**SHORT PROBLEM:** Print out the entries below with no edits.

---- INPUT DATA

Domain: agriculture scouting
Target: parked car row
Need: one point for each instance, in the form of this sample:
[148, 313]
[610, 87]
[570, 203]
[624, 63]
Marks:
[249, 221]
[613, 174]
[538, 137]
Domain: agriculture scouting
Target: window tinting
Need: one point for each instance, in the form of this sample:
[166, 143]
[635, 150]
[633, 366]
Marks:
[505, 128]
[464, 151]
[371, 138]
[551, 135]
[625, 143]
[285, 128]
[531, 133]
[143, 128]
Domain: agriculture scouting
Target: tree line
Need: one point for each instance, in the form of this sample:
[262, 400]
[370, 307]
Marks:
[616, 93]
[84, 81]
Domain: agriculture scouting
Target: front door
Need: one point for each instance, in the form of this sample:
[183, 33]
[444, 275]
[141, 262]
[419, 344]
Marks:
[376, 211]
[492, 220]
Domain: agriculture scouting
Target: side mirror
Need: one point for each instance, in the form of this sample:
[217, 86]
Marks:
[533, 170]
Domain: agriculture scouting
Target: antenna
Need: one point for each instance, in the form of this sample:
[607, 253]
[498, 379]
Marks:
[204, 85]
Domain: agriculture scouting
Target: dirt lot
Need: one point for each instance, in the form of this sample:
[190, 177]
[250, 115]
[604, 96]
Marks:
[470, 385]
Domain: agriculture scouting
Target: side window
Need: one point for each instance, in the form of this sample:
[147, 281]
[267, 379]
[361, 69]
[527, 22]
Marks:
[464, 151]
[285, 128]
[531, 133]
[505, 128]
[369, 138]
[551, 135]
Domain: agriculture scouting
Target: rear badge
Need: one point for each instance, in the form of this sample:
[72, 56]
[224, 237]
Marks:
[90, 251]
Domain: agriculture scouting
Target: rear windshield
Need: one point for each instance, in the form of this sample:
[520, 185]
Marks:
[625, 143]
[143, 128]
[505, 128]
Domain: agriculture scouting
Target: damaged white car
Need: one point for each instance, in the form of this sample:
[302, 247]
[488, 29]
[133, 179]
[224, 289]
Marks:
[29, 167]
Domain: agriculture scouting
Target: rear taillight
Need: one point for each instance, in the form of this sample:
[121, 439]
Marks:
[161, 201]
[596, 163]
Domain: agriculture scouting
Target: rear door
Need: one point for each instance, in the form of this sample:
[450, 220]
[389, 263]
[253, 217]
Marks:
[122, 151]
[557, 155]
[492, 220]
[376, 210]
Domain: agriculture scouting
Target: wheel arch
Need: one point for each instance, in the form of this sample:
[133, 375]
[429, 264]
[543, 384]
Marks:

--------

**OUTPUT OF THE TASK:**
Domain: agriculture scouting
Target: parked car row
Need: one point for each instance, in the form of this sample:
[148, 313]
[610, 87]
[570, 203]
[624, 63]
Marks:
[249, 221]
[613, 174]
[538, 137]
Domain: agriculture scouting
Target: window tinting
Need: one point for each instance, in the form of this sample:
[166, 143]
[635, 150]
[633, 366]
Marks:
[505, 128]
[464, 151]
[371, 138]
[551, 135]
[625, 143]
[285, 128]
[531, 133]
[143, 128]
Domain: agriculture scouting
Target: tree line
Need: one point for each instance, in the form of this sample:
[262, 400]
[370, 307]
Marks:
[616, 93]
[84, 81]
Domain: agriculture scouting
Target: front door
Need: one point for each instance, in the form of this sample:
[183, 33]
[444, 275]
[141, 262]
[419, 344]
Marks:
[376, 211]
[492, 220]
Domain: agriculture scouting
Target: side mirror
Need: one point for each instance, in the form of this sample:
[217, 86]
Marks:
[533, 170]
Domain: agriculture scouting
Target: antenna
Need: one point for each instance, in the form of this sample:
[607, 253]
[498, 379]
Marks:
[204, 85]
Domain: agriculture scouting
Target: dirt lot
Need: one point for each instance, in the form of this sample:
[190, 177]
[250, 115]
[604, 96]
Marks:
[470, 385]
Domain: agriculture scouting
Target: side window
Need: one point for each instance, in the form of this sample:
[147, 281]
[267, 379]
[361, 69]
[527, 22]
Marks:
[464, 151]
[285, 128]
[531, 133]
[505, 128]
[369, 138]
[551, 135]
Domain: agriculture scouting
Target: rear badge
Need: one point for each instance, in the form of this sample:
[72, 56]
[224, 237]
Marks:
[90, 251]
Domain: agriculture scouting
Target: rear windshield
Need: one point for each instance, in the form of this sample:
[520, 185]
Marks:
[625, 143]
[143, 128]
[505, 128]
Domain: agriculture scouting
Target: damaged white car
Need: one point for each instance, in the form of this sample:
[302, 247]
[488, 29]
[133, 179]
[224, 289]
Marks:
[29, 167]
Domain: agriculture scouting
Target: rear taillight
Need: one point for each instance, in the form of this sample:
[121, 439]
Marks:
[161, 201]
[596, 163]
Domain: agriculture scouting
Target: rear door
Need: one point for each instance, in the form of this sample:
[450, 220]
[389, 263]
[253, 217]
Marks:
[122, 151]
[557, 155]
[492, 220]
[376, 210]
Domain: agriculture scouting
Target: wheel arch
Need: one point for each instance, in the form of this sample:
[133, 375]
[429, 264]
[543, 384]
Marks:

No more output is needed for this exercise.